#### [EXERCISE]
Every entry should be repeated exactly. Omit the pictures.

#### [SUPPLIED RECORDS]
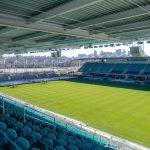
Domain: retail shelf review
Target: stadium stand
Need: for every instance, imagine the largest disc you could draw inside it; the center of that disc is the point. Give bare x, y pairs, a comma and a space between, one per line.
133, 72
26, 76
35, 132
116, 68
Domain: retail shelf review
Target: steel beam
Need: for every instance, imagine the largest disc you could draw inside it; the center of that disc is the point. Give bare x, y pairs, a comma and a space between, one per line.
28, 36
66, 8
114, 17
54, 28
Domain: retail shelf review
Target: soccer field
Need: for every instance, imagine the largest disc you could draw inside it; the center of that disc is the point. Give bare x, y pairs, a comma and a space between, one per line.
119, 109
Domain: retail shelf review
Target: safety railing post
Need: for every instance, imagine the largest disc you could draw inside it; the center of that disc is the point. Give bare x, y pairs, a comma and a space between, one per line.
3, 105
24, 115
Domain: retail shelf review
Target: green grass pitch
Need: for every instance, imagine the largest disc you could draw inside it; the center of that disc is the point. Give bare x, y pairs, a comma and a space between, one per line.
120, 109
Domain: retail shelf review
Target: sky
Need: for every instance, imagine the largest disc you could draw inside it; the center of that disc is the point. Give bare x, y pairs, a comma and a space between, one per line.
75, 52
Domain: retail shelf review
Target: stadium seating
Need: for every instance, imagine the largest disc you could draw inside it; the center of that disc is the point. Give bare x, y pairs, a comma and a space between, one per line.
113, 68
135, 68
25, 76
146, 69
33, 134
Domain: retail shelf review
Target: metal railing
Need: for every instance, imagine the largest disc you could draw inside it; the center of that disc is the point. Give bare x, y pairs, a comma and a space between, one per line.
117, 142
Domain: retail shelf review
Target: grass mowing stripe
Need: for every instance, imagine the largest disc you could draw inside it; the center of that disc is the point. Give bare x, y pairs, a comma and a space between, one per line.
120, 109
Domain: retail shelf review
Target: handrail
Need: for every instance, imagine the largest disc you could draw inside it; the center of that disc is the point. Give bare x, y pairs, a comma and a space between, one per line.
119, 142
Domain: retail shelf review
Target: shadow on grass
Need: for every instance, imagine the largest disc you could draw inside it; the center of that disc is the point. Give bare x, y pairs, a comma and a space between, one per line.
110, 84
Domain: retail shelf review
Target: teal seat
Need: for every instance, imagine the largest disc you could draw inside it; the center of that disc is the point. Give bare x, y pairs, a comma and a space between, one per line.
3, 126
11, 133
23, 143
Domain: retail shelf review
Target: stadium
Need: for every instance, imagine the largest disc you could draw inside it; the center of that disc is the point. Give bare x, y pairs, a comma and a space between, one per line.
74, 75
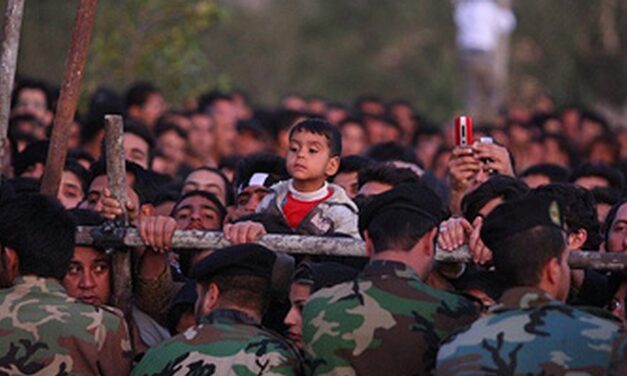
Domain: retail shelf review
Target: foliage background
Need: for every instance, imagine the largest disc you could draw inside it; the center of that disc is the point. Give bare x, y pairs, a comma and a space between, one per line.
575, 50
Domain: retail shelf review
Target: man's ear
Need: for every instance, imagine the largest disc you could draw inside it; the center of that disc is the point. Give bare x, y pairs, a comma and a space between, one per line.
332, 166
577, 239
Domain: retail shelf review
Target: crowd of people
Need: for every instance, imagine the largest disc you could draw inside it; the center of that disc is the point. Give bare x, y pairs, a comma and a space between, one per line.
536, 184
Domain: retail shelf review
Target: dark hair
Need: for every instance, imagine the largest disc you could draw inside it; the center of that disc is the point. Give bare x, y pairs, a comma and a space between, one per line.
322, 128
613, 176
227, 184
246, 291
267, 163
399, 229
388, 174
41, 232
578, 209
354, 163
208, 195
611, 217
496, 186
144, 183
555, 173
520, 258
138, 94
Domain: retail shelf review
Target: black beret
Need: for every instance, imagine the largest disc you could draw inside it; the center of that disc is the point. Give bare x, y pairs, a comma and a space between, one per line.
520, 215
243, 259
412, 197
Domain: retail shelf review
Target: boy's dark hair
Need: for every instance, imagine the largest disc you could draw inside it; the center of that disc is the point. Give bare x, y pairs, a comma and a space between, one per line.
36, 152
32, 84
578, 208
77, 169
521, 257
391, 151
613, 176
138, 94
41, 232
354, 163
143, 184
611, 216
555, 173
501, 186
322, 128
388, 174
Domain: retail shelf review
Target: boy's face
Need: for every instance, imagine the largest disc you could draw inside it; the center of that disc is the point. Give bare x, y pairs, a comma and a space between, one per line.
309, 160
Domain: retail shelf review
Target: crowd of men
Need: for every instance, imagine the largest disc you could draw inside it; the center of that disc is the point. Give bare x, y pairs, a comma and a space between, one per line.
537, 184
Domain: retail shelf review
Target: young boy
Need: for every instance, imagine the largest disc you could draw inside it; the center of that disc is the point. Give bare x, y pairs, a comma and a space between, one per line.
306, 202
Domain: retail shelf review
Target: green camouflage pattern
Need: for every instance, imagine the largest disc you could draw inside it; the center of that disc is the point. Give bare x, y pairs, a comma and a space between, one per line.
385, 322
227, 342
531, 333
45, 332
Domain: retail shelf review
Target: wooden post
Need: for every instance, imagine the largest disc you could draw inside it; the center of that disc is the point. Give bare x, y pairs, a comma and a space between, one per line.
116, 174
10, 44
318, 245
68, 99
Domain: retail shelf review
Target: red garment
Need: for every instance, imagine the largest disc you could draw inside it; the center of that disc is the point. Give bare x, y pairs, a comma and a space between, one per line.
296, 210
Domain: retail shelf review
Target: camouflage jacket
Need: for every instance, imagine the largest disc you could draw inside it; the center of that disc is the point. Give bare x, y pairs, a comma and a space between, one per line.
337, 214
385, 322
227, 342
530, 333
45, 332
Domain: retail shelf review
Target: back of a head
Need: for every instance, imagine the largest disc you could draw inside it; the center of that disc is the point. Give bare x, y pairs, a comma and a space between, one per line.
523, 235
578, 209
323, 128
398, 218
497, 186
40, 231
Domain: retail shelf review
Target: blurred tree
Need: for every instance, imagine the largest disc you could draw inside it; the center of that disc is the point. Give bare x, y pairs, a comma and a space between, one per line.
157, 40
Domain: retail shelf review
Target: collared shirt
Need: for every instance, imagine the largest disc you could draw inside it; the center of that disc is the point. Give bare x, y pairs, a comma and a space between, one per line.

#### [ANSWER BELOW]
Domain: retail shelf review
Target: stadium stand
Need: for every instance, imagine the largest disc you could draw inside it; the center of that disc is the point. Give bare x, y pairs, a comma and a space between, one per line.
133, 72
26, 76
35, 132
116, 68
Domain: retail shelf review
Target: steel beam
Need: for every instance, imagine the largest disc you could draw inside it; the center of that disc is the point. Give bare x, y pairs, a comma and a space between, one per line.
28, 36
66, 8
114, 17
54, 28
Domain: retail shelf review
Target: soccer field
Need: for every instance, imagine the largest disc you could draw inside it; the center of that disc is the point. Give bare x, y pairs, a comma and a space between, one per line.
119, 109
Domain: retail shelf review
Target: safety railing post
Need: for every instance, imagine the largest disc you could draw inside it; the center of that disc is the point. Give bare x, y pairs, a comma and a space between, one per line.
3, 105
24, 115
Domain: retail shelf review
Target: green grass pitch
Need: for every instance, imagine the largest disc you could draw inside it; the center of that disc is the point. Give bare x, y pairs, a comma and a space between, one per line.
120, 109
Domain: retail shelf review
Target: sky
Need: for every instance, imagine the largest disc you could draw inside it; the center of that disc is the point. Give bare x, y pairs, a comma and a space between, one per line.
75, 52
Domain: retail shelf review
Target: stadium seating
Need: for every instance, imagine the largest disc you could draw inside it; the center of that disc is the point. Give bare x, y pairs, a comma and a space between, one per line.
113, 68
135, 68
25, 76
146, 69
33, 134
Domain: retail shelf review
Target: metal railing
Need: for every instance, imagine the largest disc you could draw inside it; the center of that disc is the point. Give bare x, y pairs, a comma and a space between, one per line.
117, 142
Domain: retail shelf review
Target: grass mowing stripe
Need: for every instance, imagine the largest disc you could draw inside it; the center of that disc is the point. Give bare x, y pairs, a comma and a space between, one per line.
120, 109
Domain: retail shelf review
Target: handrail
Need: for every instance, imagine the largest disc you could draw inside it; the center of that disc is the point. Give bare x, y pairs, a comma and a space between, one per line.
119, 142
Domain: retail shelf review
Target: shadow on grass
Need: for every instance, imagine the largest disc you could draw inside it; the center of that disc is the point. Give bare x, y pairs, a comma and a space between, one per line.
110, 84
Domain: retail shelf review
Target: teal seat
Need: for every instance, imagine the largest disc you could draw inside it; the center of that disc is the point. Give bare x, y pairs, a comma and a space between, one per line.
3, 126
11, 133
23, 143
Domain: retail shelf review
Target: stadium
Need: for every instance, imagine the largest disc you could draw inside it; the center of that disc is the point. Give bare x, y pairs, a comma and a space between, one per line.
74, 75
Domain: retail shelf review
Target: foliage background
Need: for every instance, imagine the largest disc you could draw inside it; the center of that disc is the point. Give bare x, y pairs, a comma and a space between, one per line.
575, 50
Domain: retail shelf review
Target: man's ear
Need: for every instance, imagine the largest disc you could draw inside it; the center of that disc is the point. Give bare x, y pairs, a comma and a space between, one per line.
332, 166
577, 239
Domain: retail shelf review
Target: crowd of people
Need: for every instance, imagine the largest disc you could draw inside it; the center of that disc is the point. Give bare x, y pairs, a comma and a space between, one per line.
536, 184
Domain: retail shelf review
Target: dark hair
Need: for every instance, imagine the largest disc you could draw inside it; the center of that disc is the point. Give bare x, y pairs, a comma and a space between, one per line.
322, 128
613, 176
227, 184
246, 291
267, 163
399, 229
388, 174
41, 232
578, 209
354, 163
208, 195
611, 217
496, 186
144, 183
555, 173
520, 258
138, 94
Domain: retail shelf review
Target: black beret
Need: for every instance, imagine the largest disc you could draw inside it; the center of that disc is the point. Give bare x, y pairs, a comma and a space between, one per line.
520, 215
243, 259
412, 197
Domain: retail shelf review
Target: boy's dark hair
Need: for every instance, imagine the largest disc you could draw inside it; the center of that disc is the point. Give bare x, y pairs, a comma and a space between, one per line.
36, 152
32, 84
578, 208
77, 169
521, 257
391, 151
613, 176
138, 94
41, 232
354, 163
143, 184
611, 216
555, 173
501, 186
322, 128
388, 174
Domain: retail shelf review
Target: boy's face
Need: for every instance, imagine the largest disc you could draw inside it; the center of that disc is the point. Give bare x, y pairs, a comma and a space between, one per line.
309, 160
Domain: retail shelf review
Target: crowd of men
Need: for every instance, imagine the largest disc you could draw inside it; the center of that disc is the point. Give bare x, y pairs, a comma and a space between, one per line.
537, 184
Domain: retail shelf review
Target: young boy
Need: for every instance, imagine the largest disc you could draw inside it; the center of that disc is the point. Give bare x, y pairs, a comma and a space between, one per line.
306, 202
Domain: retail shelf review
Target: green camouflage pattern
Need: for every instance, imagine the largest disc you could draw inside it; the center of that disc is the point. Give bare x, y pairs, a comma and a space between, one per line.
385, 322
227, 342
531, 333
45, 332
Domain: retail shelf review
Target: wooden post
Need: for every instance, imagine the largest disc you could draw inside it; the center of that disc is the point. Give bare x, y pairs, a comma and a space between, one per line.
116, 174
10, 44
318, 245
68, 99
Domain: retail shelf review
Target: red garment
Need: for every instance, imagine the largest disc you could draw inside it; the center of that disc is the point. Give bare x, y pairs, a comma and a space between, one per line.
296, 210
Domain: retail shelf review
Target: camouflage jacket
Need: for every instance, imagine the largest disc you could draw inside it; the center of that disc is the point. Give bare x, y pairs, a comma and a space between, one per line.
337, 214
385, 322
227, 342
530, 333
45, 332
Domain: retail shelf review
Target: back of a head
Need: for every instance, imagine the largest disc you could draw inside it; the center of that disc is the point. Give bare x, y pairs, a comma and a space between, one per line.
523, 235
578, 209
323, 128
398, 218
497, 186
40, 231
Domain: retail shelf review
Target: blurred tree
Need: for every instance, imagine the largest disc you could draw inside it; the center of that disc is the point. Give bare x, y pairs, a comma and a space between, one per line.
157, 40
Domain: retail shelf review
Target: collared shirt
Need: for every instance, imagine the largest disc you could draw inside it; the center of that disc is the point. Give bare x, y pairs, a comma and a space between, one per line.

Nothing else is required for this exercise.